>>>

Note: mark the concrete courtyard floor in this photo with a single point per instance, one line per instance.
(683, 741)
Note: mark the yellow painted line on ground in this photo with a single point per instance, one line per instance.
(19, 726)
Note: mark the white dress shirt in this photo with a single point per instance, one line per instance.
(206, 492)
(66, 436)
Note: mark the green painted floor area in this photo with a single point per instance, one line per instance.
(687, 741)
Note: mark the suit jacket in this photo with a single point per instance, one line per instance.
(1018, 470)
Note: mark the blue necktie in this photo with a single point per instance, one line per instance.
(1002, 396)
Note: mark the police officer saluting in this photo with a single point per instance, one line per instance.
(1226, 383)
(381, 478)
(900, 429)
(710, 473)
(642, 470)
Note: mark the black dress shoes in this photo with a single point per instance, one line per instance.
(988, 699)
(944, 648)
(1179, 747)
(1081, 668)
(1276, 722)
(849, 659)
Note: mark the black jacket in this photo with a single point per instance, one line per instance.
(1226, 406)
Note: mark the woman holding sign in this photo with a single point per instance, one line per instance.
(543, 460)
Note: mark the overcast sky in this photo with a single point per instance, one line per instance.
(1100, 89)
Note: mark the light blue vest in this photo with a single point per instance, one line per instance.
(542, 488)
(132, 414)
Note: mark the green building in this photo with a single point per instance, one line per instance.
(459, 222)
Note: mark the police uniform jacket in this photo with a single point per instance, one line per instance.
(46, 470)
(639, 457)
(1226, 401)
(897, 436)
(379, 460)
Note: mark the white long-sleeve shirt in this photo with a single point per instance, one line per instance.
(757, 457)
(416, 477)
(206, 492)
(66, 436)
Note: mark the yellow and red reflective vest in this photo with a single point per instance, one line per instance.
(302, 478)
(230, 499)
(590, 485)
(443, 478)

<<<

Go through the listing and copy each line exactly.

Task output -
Note: mark the concrete courtyard floor in this photo with a single point per instance, one line per instance.
(683, 741)
Note: mark the yellow painted line on ground in this photo with a single point per instance, one line per instance.
(19, 726)
Note: mark the white dress shirt in this photo with a single point per instance, one line per instance.
(206, 492)
(66, 436)
Note: mark the green painted floor area in this photo with a single point per instance, one line per instance.
(687, 741)
Note: mark the suit jacket in this photo with a single point per instance, one line per instance.
(1018, 470)
Note: mark the blue necktie in this photo with a single point per instance, one line per instance.
(1002, 396)
Note: mark the police officer saluting in this photo with a single point per instance, one line per instance.
(1226, 383)
(381, 478)
(900, 429)
(710, 473)
(642, 470)
Note: mark the black dress shoes in this photo with a single point per instance, one line per instance.
(988, 699)
(944, 648)
(1179, 747)
(1081, 668)
(1276, 722)
(849, 659)
Note: mark the black jacket in this photo with a single point per instance, one line per instance.
(1226, 406)
Note: mark the woman holding sign in this photo with a single point per instance, one line per instance.
(543, 460)
Note: mark the overcast sky in this photo with a single point per instance, one line per instance.
(1100, 89)
Note: mark the light blue vest in this photo with a single point per instance, one line per instance.
(542, 488)
(132, 414)
Note: mark the green building in this photo with a single point per instance, one line per instance.
(459, 222)
Note: mark the police uniform jacket in this photo with a single point per instance, one line per instance.
(46, 470)
(639, 457)
(1226, 401)
(897, 436)
(379, 460)
Note: mark the white long-sleeve shirt in this photo with a single point per instance, one line per instance.
(757, 457)
(416, 477)
(206, 492)
(66, 436)
Note: mark the yellow and red reflective vest in this photo with a single point per instance, one line per instance.
(302, 478)
(230, 499)
(590, 485)
(443, 478)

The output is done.